§ WHAT NEEDS TO BE DONE:
Copy out the records precisely, omitting pictures.

§ SOURCE DATA:
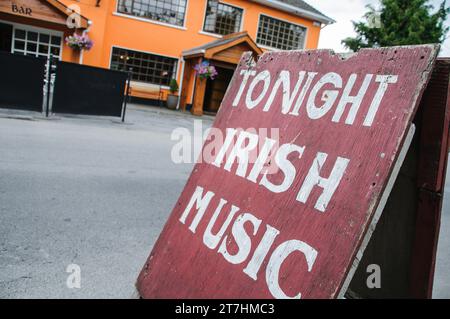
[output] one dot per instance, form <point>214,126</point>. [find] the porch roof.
<point>209,49</point>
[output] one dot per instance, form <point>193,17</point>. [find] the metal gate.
<point>21,82</point>
<point>88,90</point>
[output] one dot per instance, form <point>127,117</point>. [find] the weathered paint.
<point>237,233</point>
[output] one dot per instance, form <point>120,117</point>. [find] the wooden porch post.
<point>199,94</point>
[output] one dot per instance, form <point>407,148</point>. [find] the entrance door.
<point>5,37</point>
<point>215,89</point>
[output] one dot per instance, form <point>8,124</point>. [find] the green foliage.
<point>173,87</point>
<point>400,22</point>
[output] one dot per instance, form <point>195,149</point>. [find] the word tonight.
<point>306,90</point>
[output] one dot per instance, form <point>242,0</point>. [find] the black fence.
<point>87,90</point>
<point>77,89</point>
<point>21,82</point>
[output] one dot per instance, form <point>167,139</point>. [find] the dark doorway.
<point>5,37</point>
<point>215,89</point>
<point>82,89</point>
<point>21,82</point>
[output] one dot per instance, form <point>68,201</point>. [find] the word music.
<point>265,257</point>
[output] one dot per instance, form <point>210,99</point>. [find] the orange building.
<point>161,40</point>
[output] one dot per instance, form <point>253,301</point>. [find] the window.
<point>36,43</point>
<point>222,18</point>
<point>167,11</point>
<point>146,67</point>
<point>279,34</point>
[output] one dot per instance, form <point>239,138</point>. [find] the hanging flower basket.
<point>79,42</point>
<point>206,71</point>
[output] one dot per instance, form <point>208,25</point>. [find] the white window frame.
<point>38,30</point>
<point>284,20</point>
<point>130,16</point>
<point>241,27</point>
<point>150,85</point>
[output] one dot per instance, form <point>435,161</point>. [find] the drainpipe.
<point>183,63</point>
<point>84,33</point>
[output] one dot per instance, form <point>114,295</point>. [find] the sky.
<point>346,11</point>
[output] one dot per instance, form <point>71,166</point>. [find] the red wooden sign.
<point>283,214</point>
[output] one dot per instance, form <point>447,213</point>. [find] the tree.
<point>400,22</point>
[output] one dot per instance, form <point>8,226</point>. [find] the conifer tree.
<point>400,22</point>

§ SOLVED EXERCISE:
[output] one dot per instance, form <point>214,126</point>. [find] the porch roof.
<point>209,49</point>
[output] one dot per instance, form <point>193,17</point>. [find] the metal gate.
<point>21,82</point>
<point>88,90</point>
[output] one dot per instance, form <point>127,117</point>. [find] the weathered paint.
<point>237,233</point>
[output] one dot per instance, form <point>120,117</point>. [find] the wooden porch post.
<point>199,94</point>
[output] one dot per instance, form <point>407,148</point>. [find] the entrance door.
<point>5,37</point>
<point>215,89</point>
[output] one dot per instance, form <point>8,124</point>. [find] the green foliage.
<point>173,87</point>
<point>400,22</point>
[output] one dot per instance, form <point>195,149</point>. [find] the word tonight.
<point>306,90</point>
[output] one dot per instance, form <point>242,0</point>. [find] the black fence.
<point>87,90</point>
<point>77,89</point>
<point>21,82</point>
[output] one dot per instance, form <point>167,139</point>. [find] the dark doorway.
<point>5,37</point>
<point>215,89</point>
<point>82,89</point>
<point>21,82</point>
[output] one dot per instance, form <point>68,201</point>. [find] the word music.
<point>265,257</point>
[output] one dot per instance, form <point>210,99</point>. [find] the orange building.
<point>161,40</point>
[output] one dot per instance, form <point>253,301</point>. [find] the window.
<point>36,43</point>
<point>222,18</point>
<point>167,11</point>
<point>146,67</point>
<point>279,34</point>
[output] one dot per instance, form <point>239,138</point>. [find] the hanging flower basket.
<point>79,42</point>
<point>206,71</point>
[output] one dot per instance, form <point>208,25</point>. [find] the white window frame.
<point>38,30</point>
<point>284,20</point>
<point>130,16</point>
<point>241,27</point>
<point>150,85</point>
[output] one dot per instance, form <point>435,161</point>. [find] the drainpipe.
<point>183,63</point>
<point>84,33</point>
[output] one dot per instance, form <point>114,295</point>. [find] the sky.
<point>346,11</point>
[output] one dot per instance, form <point>71,166</point>. [find] the red wooden sign.
<point>283,214</point>
[output] one dot per instance, form <point>447,213</point>. [find] the tree.
<point>400,22</point>
[output] one dot per instance, form <point>8,226</point>. [find] the conifer tree.
<point>400,22</point>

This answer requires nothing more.